- [Point annotation dataset records]:
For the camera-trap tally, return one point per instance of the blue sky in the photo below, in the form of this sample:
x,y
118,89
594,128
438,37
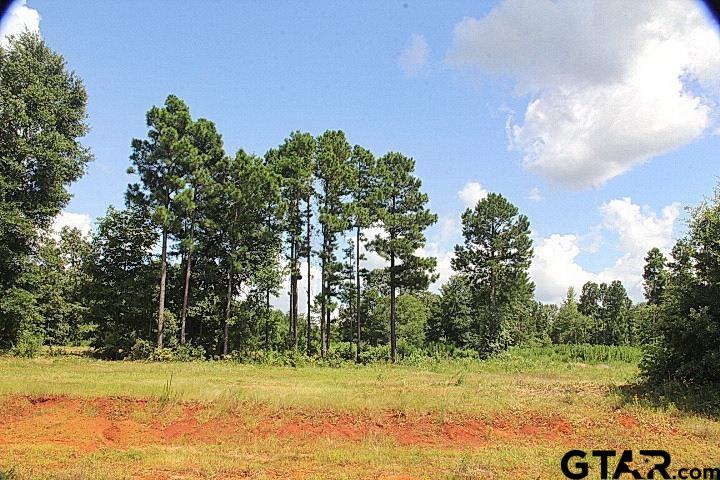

- [Task instructions]:
Lay out every line of the records above as a JSON list of strings, one string per line, skipping blank lines. Leave the pictures out.

- [The response]:
[
  "For the camera-trap tally, return one point per instance of the blue sky in the photo below, in the form of this sample:",
  "x,y",
  "118,89",
  "594,128",
  "438,37"
]